>> start EXTRACTED ENTRIES

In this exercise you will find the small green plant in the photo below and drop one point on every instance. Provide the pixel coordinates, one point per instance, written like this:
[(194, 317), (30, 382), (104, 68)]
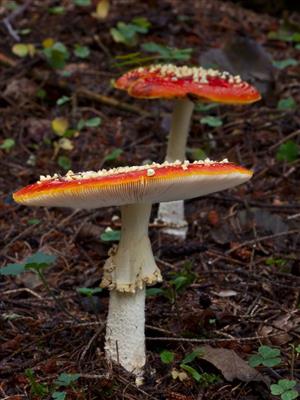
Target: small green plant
[(56, 55), (128, 33), (167, 53), (266, 356), (288, 62), (167, 357), (113, 155), (211, 121), (288, 151), (285, 389), (8, 144), (89, 292), (110, 235), (36, 389), (81, 51)]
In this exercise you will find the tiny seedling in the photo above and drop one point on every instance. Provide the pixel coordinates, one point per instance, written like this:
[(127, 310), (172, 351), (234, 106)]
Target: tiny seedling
[(110, 235), (8, 144), (288, 62), (89, 292), (81, 51), (167, 357), (64, 162), (213, 122), (285, 389), (56, 54), (266, 356), (128, 33)]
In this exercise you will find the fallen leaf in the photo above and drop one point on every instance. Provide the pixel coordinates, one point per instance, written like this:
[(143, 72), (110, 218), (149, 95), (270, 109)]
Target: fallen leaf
[(230, 364)]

>> end EXTRACTED ENTRIES

EXERCISE:
Copy the data word for word, from the line containing "In this exercise you will find the fallen" through the end of the data, including both the first and the last line.

REPLY:
In this exercise you will find the fallen leaf in the photo above and drop one point on every instance. Provide the pixel coordinates, one point per instance, written like this:
[(143, 72), (110, 218), (149, 95), (270, 109)]
Target: fallen leaf
[(230, 364)]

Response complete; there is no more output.